___ TEKST ŹRÓDŁOWY ___

Reklama

Sądowy epilog wyborów w Załuskach - cd.

06/03/2007 13:42

Apelacja oddalona, protest złożony

Sąd Okręgowy w Płocku oddalił skargę na postanowienie w sprawie wyborów wójta gminy Załuski, którą składał komitet wyborczy, którego kandydatem na wójta był Grzegorz Stranz. Wydaje się jednak, że to nie jest ostateczne rozstrzygnięcie.

Z pięciu kandydatów, do drugiej tury wyborów (26 listopada) wójta gminy Załuski przeszli Romuald Woźniak (PSL) i Grzegorz Stranz (startował z komitetu Samoobrony). Gminna komisja wyborcza stwierdziła, że sześcioma głosami wygrał Woźniak.

Komitet, z którego kandydował Stranz skierował do Sądu Okręgowego w Płocku protest, zarzucając naruszenie prawa podczas głosowania w drugiej turze, w związku z czym wnosił o uznanie wyników wyborów za nieważne i przeprowadzenie ponownych wyborów. Zarzuty dotyczyły między innymi tego, że do kabin wchodziło razem więcej osób, a zdaniem komitetu były przypadki uznawania przez komisje wyborcze głosów nieważnych za ważne, oddane na Woźniaka (z innymi znakami niż x, bądź zamazane).

___

**POLECENIE DO WYKONANIA A:**
Iloma głosami, według gminnej komisji wyborczej, wygrał Romuald Woźniak drugą turę wyborów opisanych w artykule o wyborach wójta gminy Załuski?

___ ZAPISY DO ĆWICZENIA ___

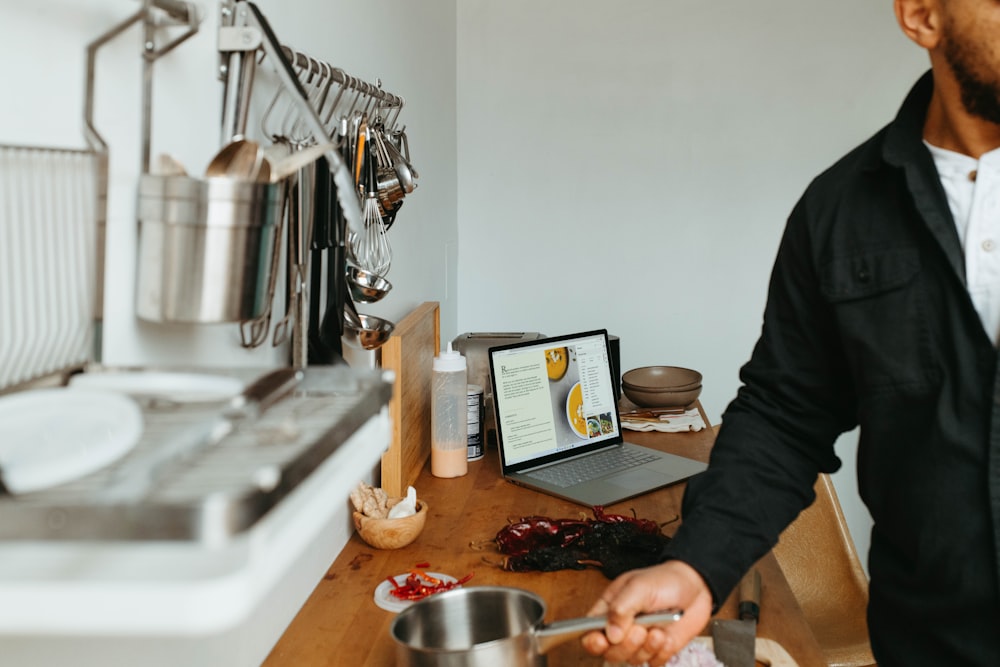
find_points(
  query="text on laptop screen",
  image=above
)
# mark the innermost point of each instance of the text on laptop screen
(553, 396)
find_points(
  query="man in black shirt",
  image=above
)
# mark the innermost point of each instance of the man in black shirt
(883, 312)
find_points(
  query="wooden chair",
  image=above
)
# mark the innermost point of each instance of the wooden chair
(818, 558)
(817, 555)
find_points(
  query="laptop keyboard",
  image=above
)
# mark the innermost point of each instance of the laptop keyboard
(586, 468)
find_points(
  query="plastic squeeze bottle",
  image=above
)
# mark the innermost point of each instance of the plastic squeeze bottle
(449, 415)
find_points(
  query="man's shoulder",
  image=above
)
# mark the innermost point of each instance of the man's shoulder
(859, 164)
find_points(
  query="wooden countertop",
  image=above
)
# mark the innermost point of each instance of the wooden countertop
(341, 625)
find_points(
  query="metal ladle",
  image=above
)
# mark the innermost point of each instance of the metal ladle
(240, 158)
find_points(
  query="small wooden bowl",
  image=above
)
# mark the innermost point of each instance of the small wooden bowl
(391, 533)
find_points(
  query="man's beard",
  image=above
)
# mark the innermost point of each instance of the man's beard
(980, 97)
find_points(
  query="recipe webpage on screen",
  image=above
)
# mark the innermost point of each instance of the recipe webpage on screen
(530, 408)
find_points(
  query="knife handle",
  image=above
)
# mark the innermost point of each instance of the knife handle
(749, 608)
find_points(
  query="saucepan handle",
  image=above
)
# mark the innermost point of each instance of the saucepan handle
(553, 634)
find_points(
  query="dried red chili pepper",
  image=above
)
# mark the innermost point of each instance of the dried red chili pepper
(535, 532)
(644, 525)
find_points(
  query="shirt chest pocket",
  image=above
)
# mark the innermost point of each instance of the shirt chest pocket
(880, 310)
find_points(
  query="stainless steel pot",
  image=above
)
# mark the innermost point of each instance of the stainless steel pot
(487, 626)
(205, 247)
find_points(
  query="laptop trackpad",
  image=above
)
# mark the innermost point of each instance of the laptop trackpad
(637, 478)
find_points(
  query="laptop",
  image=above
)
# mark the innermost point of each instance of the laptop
(557, 423)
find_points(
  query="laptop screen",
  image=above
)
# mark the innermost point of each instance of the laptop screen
(552, 397)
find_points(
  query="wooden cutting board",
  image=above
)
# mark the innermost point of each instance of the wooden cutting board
(410, 353)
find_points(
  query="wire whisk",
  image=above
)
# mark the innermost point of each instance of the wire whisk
(371, 248)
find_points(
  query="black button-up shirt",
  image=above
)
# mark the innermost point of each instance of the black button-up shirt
(869, 323)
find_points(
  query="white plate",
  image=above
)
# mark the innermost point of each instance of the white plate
(386, 600)
(170, 386)
(52, 436)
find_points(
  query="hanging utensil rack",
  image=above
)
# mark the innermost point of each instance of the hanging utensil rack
(319, 99)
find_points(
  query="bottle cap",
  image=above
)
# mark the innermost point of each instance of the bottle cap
(449, 361)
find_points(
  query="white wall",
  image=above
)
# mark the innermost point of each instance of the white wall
(630, 165)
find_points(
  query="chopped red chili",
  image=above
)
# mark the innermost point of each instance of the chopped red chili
(419, 584)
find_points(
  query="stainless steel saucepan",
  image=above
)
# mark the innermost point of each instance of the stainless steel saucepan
(486, 626)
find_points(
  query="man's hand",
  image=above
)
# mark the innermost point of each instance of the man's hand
(670, 585)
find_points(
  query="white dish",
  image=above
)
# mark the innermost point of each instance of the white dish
(169, 386)
(52, 436)
(386, 600)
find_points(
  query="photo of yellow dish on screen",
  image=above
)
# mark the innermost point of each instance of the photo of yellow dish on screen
(556, 363)
(574, 411)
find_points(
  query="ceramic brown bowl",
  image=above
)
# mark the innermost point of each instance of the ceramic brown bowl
(661, 398)
(664, 378)
(391, 533)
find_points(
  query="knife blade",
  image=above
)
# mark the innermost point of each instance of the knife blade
(735, 640)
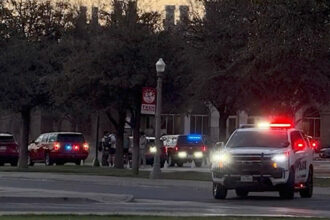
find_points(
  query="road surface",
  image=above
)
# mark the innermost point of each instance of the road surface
(59, 193)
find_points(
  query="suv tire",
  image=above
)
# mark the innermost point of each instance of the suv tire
(219, 191)
(242, 192)
(308, 191)
(287, 190)
(48, 161)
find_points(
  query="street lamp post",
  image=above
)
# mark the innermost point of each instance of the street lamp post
(96, 162)
(160, 67)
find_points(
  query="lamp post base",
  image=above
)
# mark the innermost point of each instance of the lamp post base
(155, 174)
(96, 163)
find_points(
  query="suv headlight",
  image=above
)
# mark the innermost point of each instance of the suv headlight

___

**POLECENIE DO WYKONANIA B:**
Proszę zebrać wszystkie wiersze zapisów, w których występuje słowo "stainless". Wielkość liter ma znaczenie.

**OCZEKIWANA ODPOWIEDŹ A:**
Sześcioma głosami.

**OCZEKIWANA ODPOWIEDŹ B:**
  query="stainless steel pot",
# mark the innermost point of each instance of the stainless steel pot
  query="stainless steel saucepan",
# mark the innermost point of each instance of the stainless steel saucepan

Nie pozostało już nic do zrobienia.